LA TAREA: Edita el fragmento de la entrevista que va desde "- Nos espera" hasta "de los acuerdos.", sustituyendo "breve" por "corta".

TEXTO PROPORCIONADO:
···
- ¿Tendremos legislatura?
- Nos espera una contenciosa y, posiblemente, breve. No sé qué pactos habrá, pero cuando se vaya ascendiendo en las reclamaciones, llegará un momento en el que habrá que decir no. Los dos grandes partidos no pueden llegar a ningún tipo de acuerdo, pero el problema que tiene Pedro Sánchez es que la competencia entre las dos principales fuerzas independentistas impide prever el contenido final de los acuerdos.
- En un artículo publicado en El País el pasado 3 de septiembre, escribió: «En algún momento habrá que decir hasta aquí, pasar a ocuparse de los problemas reales del país y no de entidades metafísicas como el ser de los pueblos». ¿Cómo se puede canalizar ese hartazgo mientras la izquierda parece dispuesta, nuevamente, a negociar la formación de Gobierno con los nacionalismos?
- Hemos vuelto a nuestro conflicto fundamental. No tenemos una idea de nuestro propio país, con el agravante de que los dos grandes partidos tienen un incentivo para seguir jugando con el ser de España en función de la coyuntura. Es decir, que España entra dentro del juego político exactamente igual que una disputa sobre subir o bajar los impuestos. En eso somos únicos entre los países desarrollados. En Reino Unido, los laboristas y los conservadores no discuten qué hacer con Escocia. En nuestro país, los grandes partidos no tienen una visión clara de lo que es España. Por eso no se entienden en nada. El PSOE depende mucho de aquello que le exijan sus socios y el PP se opone a lo que reclama el PSOE, con lo cual el entendimiento es nulo. En cambio, los independentistas catalanes sí tienen claro que quieren crear su propio Estado. Incluso siguen aludiendo a la unilateralidad. Hemos ido despedazando el Estado de tal forma que cada vez tiene menos presencia en Cataluña y País Vasco. Si queremos que sigan dentro, inevitablemente, tenemos que llegar a algún tipo de acuerdo.
···
DATOS EXTRAÍDOS:
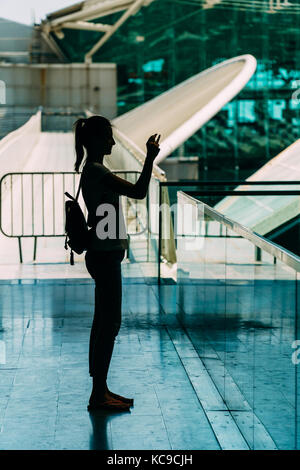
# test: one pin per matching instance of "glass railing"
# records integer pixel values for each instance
(241, 312)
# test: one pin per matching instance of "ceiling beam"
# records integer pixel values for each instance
(86, 26)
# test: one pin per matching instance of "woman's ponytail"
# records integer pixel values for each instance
(79, 126)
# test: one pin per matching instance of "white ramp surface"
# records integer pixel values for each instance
(265, 213)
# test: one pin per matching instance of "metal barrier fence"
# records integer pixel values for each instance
(32, 204)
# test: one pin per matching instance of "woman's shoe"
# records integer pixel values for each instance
(119, 397)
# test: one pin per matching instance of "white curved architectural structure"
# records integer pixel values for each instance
(179, 112)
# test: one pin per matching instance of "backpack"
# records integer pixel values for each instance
(76, 228)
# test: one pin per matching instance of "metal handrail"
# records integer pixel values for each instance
(219, 193)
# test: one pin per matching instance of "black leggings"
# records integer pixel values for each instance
(105, 269)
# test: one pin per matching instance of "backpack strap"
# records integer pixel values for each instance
(76, 200)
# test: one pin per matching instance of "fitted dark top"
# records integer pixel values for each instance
(111, 222)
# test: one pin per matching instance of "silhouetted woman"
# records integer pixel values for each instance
(101, 191)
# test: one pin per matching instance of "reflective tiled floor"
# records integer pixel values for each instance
(206, 387)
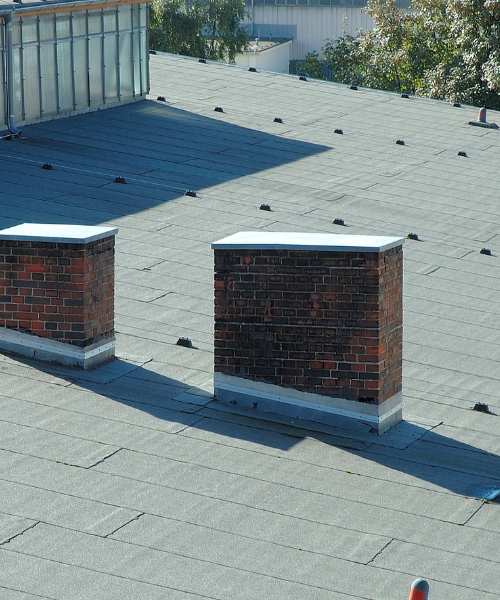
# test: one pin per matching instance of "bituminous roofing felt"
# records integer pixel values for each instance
(129, 481)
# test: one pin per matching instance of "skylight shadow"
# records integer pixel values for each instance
(157, 150)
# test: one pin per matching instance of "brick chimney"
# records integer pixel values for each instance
(310, 326)
(57, 293)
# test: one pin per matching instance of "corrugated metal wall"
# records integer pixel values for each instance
(309, 26)
(66, 62)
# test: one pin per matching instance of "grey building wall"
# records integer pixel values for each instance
(308, 22)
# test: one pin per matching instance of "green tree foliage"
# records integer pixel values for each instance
(312, 66)
(445, 49)
(203, 28)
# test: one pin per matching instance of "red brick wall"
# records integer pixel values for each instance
(60, 291)
(323, 322)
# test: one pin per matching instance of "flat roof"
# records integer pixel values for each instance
(130, 481)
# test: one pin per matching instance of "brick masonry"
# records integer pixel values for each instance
(326, 322)
(60, 291)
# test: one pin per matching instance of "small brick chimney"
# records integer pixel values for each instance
(57, 293)
(311, 326)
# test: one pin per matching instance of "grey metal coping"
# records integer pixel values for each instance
(270, 240)
(64, 234)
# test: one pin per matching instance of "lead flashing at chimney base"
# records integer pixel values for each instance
(310, 326)
(57, 293)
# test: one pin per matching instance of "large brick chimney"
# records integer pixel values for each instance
(311, 326)
(57, 293)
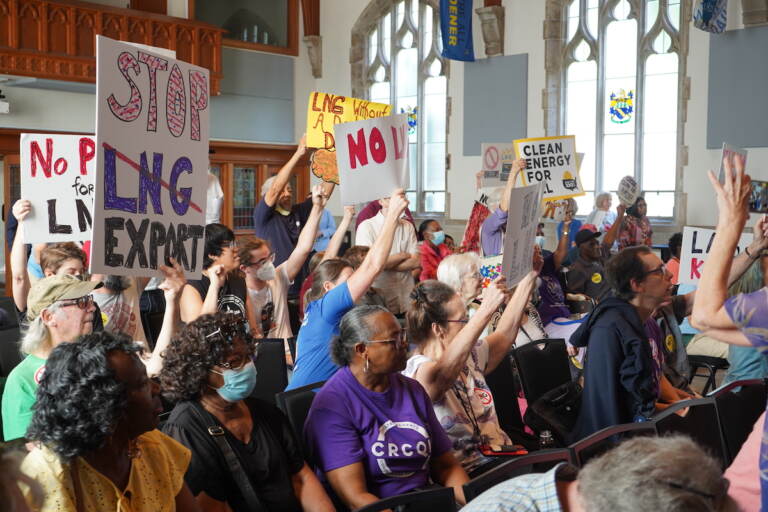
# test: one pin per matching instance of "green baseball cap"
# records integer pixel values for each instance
(54, 288)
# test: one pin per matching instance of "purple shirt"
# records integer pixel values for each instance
(552, 303)
(394, 434)
(749, 311)
(492, 233)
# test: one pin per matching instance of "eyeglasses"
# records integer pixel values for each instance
(661, 270)
(83, 302)
(262, 261)
(401, 340)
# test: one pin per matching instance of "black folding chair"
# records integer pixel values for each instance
(295, 404)
(271, 369)
(537, 462)
(605, 439)
(542, 365)
(430, 500)
(701, 423)
(739, 406)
···
RESPUESTA CORRECTA:
- Nos espera una contenciosa y, posiblemente, corta. No sé qué pactos habrá, pero cuando se vaya ascendiendo en las reclamaciones, llegará un momento en el que habrá que decir no. Los dos grandes partidos no pueden llegar a ningún tipo de acuerdo, pero el problema que tiene Pedro Sánchez es que la competencia entre las dos principales fuerzas independentistas impide prever el contenido final de los acuerdos.